**What you have to do**
Go through the records below and show every line with the string "concrete".

== == ==

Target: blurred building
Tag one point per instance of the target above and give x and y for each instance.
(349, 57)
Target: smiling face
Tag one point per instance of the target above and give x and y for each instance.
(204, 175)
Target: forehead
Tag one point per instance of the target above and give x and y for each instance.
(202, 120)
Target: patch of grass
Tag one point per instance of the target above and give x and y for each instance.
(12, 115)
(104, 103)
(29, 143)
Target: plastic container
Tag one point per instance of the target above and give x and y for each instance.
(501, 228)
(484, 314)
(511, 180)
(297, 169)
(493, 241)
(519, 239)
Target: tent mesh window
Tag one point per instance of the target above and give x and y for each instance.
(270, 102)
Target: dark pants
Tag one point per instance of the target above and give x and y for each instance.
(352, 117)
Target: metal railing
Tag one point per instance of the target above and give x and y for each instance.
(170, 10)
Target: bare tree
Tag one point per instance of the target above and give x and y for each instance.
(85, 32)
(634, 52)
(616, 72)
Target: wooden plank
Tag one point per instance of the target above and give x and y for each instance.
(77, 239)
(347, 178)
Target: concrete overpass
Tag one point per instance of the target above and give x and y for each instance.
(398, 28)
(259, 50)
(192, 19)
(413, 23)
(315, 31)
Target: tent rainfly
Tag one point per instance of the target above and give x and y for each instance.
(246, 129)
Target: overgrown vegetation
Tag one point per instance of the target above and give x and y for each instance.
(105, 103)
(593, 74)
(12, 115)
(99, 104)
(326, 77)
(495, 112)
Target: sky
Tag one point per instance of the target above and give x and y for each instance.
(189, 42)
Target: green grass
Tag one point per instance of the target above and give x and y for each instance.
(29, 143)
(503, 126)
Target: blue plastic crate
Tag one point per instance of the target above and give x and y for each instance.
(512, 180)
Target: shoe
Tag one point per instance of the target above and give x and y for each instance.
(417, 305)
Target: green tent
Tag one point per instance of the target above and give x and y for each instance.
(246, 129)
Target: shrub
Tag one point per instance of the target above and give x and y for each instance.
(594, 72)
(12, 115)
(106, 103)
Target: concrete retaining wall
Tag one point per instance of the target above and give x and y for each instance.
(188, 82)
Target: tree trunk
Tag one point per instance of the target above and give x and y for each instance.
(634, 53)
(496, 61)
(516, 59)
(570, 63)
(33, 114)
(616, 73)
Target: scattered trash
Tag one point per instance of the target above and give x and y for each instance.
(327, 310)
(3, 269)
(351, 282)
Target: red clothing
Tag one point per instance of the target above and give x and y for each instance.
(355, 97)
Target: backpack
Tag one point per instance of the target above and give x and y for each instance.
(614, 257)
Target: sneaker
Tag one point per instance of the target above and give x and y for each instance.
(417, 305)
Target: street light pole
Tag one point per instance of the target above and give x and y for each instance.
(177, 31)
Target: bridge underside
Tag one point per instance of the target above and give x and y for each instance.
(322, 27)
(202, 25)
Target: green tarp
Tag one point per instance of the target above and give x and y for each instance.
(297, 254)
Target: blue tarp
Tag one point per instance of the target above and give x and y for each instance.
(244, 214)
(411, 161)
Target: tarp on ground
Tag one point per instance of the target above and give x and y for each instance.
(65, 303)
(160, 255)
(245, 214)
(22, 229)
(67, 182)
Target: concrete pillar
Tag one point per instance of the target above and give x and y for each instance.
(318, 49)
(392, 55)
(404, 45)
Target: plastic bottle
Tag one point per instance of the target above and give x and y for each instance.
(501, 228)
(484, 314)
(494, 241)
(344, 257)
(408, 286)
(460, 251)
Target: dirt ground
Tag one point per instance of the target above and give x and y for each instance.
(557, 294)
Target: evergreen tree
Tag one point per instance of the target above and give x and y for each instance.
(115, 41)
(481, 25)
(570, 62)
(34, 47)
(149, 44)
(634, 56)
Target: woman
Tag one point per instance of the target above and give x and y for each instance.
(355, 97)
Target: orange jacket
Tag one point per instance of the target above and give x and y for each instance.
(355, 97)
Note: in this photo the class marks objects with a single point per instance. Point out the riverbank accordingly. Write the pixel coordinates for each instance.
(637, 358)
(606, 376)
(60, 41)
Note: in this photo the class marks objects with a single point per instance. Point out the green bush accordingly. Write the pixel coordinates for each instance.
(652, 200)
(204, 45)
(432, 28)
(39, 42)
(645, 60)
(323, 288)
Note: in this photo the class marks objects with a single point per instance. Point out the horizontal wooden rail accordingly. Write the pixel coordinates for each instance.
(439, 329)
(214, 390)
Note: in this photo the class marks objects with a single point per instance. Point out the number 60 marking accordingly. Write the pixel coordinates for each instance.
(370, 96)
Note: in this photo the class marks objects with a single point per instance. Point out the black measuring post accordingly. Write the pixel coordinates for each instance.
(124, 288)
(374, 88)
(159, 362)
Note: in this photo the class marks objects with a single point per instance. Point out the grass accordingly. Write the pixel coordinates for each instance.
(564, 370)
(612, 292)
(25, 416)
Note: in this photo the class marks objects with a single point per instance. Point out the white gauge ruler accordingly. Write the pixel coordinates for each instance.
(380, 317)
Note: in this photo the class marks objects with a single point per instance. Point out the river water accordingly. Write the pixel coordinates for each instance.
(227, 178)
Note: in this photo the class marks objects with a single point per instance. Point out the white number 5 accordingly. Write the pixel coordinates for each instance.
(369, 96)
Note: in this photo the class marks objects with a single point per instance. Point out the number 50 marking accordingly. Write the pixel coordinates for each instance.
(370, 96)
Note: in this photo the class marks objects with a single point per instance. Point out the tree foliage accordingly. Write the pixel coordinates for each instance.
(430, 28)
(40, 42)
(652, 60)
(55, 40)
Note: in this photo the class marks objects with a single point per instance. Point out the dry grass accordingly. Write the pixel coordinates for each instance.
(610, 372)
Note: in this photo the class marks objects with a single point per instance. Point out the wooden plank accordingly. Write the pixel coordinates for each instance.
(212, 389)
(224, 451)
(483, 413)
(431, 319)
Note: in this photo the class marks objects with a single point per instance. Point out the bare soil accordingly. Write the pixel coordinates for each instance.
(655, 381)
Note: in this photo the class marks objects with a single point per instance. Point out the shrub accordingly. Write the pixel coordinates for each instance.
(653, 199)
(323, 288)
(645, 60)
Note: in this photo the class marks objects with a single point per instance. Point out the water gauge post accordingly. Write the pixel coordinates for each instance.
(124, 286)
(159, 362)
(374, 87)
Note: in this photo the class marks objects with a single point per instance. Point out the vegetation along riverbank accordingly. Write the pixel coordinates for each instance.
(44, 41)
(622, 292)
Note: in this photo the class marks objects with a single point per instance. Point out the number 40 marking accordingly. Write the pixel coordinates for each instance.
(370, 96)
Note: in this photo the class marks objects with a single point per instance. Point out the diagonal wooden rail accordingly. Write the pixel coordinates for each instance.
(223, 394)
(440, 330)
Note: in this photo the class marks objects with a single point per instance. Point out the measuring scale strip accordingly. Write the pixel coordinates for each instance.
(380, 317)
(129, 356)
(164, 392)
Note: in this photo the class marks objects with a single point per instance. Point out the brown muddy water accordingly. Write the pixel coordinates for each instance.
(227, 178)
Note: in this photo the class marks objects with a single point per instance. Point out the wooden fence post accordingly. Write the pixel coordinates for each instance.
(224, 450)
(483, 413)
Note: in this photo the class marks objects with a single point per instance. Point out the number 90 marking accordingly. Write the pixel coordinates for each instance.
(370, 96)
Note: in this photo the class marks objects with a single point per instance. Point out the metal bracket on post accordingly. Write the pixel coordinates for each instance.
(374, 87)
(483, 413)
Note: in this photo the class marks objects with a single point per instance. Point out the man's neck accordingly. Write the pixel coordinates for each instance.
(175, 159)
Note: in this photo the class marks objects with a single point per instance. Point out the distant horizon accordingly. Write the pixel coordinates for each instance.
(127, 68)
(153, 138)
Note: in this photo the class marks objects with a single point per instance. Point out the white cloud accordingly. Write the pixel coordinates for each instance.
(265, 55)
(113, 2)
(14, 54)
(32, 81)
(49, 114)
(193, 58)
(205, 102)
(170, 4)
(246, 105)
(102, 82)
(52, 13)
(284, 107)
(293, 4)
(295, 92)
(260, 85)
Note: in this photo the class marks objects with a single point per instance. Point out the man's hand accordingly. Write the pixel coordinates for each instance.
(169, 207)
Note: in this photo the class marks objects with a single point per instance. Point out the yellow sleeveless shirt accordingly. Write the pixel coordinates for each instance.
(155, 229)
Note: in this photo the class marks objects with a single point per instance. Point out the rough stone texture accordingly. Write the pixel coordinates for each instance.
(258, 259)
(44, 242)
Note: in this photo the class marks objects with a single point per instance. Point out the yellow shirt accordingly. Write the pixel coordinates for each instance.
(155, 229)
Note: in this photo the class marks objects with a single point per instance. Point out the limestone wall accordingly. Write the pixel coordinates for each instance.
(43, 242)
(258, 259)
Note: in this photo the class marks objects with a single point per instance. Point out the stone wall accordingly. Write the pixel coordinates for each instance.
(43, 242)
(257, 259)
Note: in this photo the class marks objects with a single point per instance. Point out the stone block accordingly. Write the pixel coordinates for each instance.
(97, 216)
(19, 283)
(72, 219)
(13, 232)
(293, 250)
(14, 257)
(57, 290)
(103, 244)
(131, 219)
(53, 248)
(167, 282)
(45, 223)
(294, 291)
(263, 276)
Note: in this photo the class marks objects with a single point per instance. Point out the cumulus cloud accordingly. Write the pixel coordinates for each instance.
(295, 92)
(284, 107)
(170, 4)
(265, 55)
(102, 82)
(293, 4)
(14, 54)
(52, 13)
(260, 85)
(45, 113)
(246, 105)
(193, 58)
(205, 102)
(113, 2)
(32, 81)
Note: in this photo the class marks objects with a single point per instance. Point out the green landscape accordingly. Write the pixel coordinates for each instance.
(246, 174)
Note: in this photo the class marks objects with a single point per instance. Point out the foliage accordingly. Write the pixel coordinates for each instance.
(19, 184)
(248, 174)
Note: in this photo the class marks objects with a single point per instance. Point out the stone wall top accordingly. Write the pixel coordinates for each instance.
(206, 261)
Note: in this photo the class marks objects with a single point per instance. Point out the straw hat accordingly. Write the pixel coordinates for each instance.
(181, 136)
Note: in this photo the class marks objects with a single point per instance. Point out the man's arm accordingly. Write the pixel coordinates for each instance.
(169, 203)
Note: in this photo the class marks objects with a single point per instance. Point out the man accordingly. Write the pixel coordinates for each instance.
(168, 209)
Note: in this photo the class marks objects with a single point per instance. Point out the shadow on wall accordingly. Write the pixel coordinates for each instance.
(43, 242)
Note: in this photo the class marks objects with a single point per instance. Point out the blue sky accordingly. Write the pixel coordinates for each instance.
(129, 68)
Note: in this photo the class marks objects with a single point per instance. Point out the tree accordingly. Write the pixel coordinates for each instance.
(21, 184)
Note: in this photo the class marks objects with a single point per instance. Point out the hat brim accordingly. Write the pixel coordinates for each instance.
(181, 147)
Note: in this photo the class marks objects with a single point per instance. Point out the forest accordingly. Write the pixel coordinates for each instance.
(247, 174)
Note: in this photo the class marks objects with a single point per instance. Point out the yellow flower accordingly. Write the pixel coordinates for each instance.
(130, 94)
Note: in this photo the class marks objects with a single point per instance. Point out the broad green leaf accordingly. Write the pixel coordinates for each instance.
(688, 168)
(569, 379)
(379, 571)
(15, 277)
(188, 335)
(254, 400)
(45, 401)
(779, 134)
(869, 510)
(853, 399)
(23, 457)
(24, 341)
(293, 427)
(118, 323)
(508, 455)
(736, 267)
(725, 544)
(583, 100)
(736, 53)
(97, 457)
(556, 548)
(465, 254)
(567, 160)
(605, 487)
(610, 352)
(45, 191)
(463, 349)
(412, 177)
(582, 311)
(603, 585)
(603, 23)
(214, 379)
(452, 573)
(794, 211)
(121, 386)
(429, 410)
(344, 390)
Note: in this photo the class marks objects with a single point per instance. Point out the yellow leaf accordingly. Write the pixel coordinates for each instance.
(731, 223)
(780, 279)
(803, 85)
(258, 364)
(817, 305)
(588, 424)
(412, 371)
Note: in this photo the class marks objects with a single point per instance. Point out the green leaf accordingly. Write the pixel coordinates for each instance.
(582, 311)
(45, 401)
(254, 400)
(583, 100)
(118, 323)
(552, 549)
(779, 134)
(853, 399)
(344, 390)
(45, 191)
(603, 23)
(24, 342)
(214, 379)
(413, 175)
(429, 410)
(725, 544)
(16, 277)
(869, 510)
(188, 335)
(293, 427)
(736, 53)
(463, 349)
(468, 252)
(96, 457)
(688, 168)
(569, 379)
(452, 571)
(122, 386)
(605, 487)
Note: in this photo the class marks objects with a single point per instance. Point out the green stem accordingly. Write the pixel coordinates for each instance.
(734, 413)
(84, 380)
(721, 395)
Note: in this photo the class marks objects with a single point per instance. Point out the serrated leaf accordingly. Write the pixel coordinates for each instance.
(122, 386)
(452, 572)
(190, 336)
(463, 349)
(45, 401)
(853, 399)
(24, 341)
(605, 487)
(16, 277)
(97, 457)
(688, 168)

== == ==

**Answer to the problem**
Target: concrete overpass
Target: concrete retaining wall
Target: concrete pillar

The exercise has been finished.